EXERCISE INSTRUCTIONS =
Copy out the entries below verbatim, from the line containing "Write out, after" through the line containing "positive clicks: (565, 107) (542, 97)", and nothing else.

EXERCISE INPUT =
######

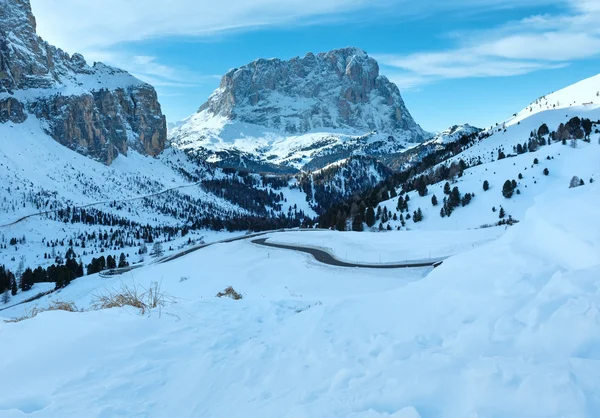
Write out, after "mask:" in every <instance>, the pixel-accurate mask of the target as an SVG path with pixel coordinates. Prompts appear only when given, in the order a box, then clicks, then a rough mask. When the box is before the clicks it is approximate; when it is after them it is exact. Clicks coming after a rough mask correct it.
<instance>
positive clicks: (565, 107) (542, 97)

######

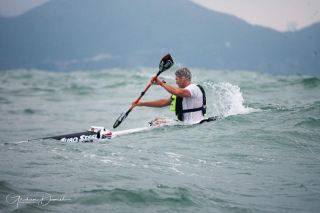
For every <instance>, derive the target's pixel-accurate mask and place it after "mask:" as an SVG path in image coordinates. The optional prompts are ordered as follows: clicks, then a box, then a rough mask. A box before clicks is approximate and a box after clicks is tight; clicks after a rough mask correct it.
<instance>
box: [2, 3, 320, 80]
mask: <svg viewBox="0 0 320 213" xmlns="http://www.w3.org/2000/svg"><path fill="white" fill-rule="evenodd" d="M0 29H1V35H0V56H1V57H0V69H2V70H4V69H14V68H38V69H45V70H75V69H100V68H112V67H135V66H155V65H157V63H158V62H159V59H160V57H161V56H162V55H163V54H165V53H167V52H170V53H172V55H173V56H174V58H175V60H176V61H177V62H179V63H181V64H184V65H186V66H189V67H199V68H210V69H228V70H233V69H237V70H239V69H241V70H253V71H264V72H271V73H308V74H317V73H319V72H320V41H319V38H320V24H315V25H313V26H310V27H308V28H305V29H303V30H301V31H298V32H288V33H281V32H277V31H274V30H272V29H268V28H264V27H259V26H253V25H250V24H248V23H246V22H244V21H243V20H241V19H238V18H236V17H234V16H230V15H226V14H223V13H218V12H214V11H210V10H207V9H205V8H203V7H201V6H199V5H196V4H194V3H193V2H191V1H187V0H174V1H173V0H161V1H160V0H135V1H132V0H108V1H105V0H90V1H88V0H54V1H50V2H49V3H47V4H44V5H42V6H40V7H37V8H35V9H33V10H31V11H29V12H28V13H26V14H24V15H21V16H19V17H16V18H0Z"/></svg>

######

RESPONSE BOX =
Write out, after "mask:" in every <instance>, the pixel-accurate mask of the target as an SVG path with pixel coordinates. Prompts appear only when given, in the order a box, then clicks, then a rough mask. When the box is before the clicks it is approximate; when it is after them it is exact. Clicks coming after a rough mask correct it.
<instance>
positive clicks: (565, 107) (542, 97)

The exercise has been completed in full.